## Task directions
For this exercise, print the records below verbatim.

## Dataset entries
════

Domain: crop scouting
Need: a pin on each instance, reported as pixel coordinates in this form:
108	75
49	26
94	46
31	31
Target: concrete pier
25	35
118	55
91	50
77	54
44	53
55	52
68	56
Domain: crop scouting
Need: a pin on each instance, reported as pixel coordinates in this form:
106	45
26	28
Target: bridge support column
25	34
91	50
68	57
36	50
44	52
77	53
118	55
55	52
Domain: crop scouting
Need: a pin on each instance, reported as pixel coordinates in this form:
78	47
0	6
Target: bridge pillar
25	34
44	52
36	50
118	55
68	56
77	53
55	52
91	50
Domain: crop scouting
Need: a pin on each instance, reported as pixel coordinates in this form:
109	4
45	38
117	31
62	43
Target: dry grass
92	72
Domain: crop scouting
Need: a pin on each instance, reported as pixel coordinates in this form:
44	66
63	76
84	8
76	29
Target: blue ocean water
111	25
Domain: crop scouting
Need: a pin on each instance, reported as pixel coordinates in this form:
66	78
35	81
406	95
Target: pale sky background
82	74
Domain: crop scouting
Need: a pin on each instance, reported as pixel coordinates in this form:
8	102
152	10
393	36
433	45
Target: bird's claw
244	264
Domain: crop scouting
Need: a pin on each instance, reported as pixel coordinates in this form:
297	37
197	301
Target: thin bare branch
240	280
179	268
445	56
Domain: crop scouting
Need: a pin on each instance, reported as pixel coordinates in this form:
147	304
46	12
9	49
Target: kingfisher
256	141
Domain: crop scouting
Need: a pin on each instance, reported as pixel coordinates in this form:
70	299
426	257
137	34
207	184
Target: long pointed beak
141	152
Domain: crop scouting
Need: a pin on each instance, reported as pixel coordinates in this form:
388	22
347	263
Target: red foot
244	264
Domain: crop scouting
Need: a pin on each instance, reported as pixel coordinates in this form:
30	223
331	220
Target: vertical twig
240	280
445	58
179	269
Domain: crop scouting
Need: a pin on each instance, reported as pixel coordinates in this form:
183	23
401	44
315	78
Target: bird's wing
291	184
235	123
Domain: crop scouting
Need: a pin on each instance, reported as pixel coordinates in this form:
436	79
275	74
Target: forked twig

════

## Answer space
Domain: crop scouting
Need: a pin on each instance, reported as pixel coordinates in this form:
108	75
49	26
94	46
31	31
Target: concrete pier
25	35
118	55
91	50
77	54
44	53
55	52
68	56
Domain: crop scouting
Need: a pin on each instance, reported as pixel coordinates in this form:
106	45
26	28
Target: bridge support column
25	34
91	50
68	57
36	50
44	52
77	53
118	55
55	52
Domain: crop scouting
Need: a pin on each instance, reported as pixel coordinates in this form:
78	47
0	6
Target: bridge pillar
25	34
44	52
36	50
118	55
68	56
77	53
55	52
91	50
Domain: crop scouting
Need: a pin on each instance, reported as pixel coordinates in this form:
109	4
45	38
117	31
62	43
Target: dry grass
92	72
Domain: crop scouting
Need: a pin on each instance, reported as pixel coordinates in this form:
44	66
63	76
84	8
76	29
Target: blue ocean water
111	25
Domain: crop scouting
Need: a pin on each instance, reported as pixel coordinates in this form:
66	78
35	81
406	95
Target: pale sky background
82	74
Domain: crop scouting
Need: a pin on each instance, reported as pixel coordinates in this form:
8	102
152	10
393	36
433	45
Target: bird's claw
244	264
Domain: crop scouting
Need: a pin on each instance, reported as pixel coordinates in this form:
297	37
197	301
Target: thin bare branch
240	280
179	268
445	56
Domain: crop scouting
Need: a pin on each instance, reported as pixel coordinates in this form:
147	304
46	12
9	49
Target: kingfisher
256	141
Domain: crop scouting
Need: a pin on each instance, reported as pixel coordinates in this form:
70	299
426	257
137	34
207	184
Target: long pointed beak
141	152
Domain: crop scouting
Need: a pin on each instance, reported as pixel coordinates in this form:
388	22
347	263
Target: red foot
244	264
Domain: crop scouting
Need: a pin on each instance, reported as pixel coordinates in this form:
30	223
331	220
Target: vertical twig
240	280
445	58
179	269
Domain: crop scouting
Need: a pin on each instance, reported as pixel coordinates in this form:
183	23
401	44
315	78
Target: bird's wing
291	184
235	123
Domain: crop scouting
Need: a pin on each instance, reported as pixel coordinates in this form:
436	79
275	74
Target: forked twig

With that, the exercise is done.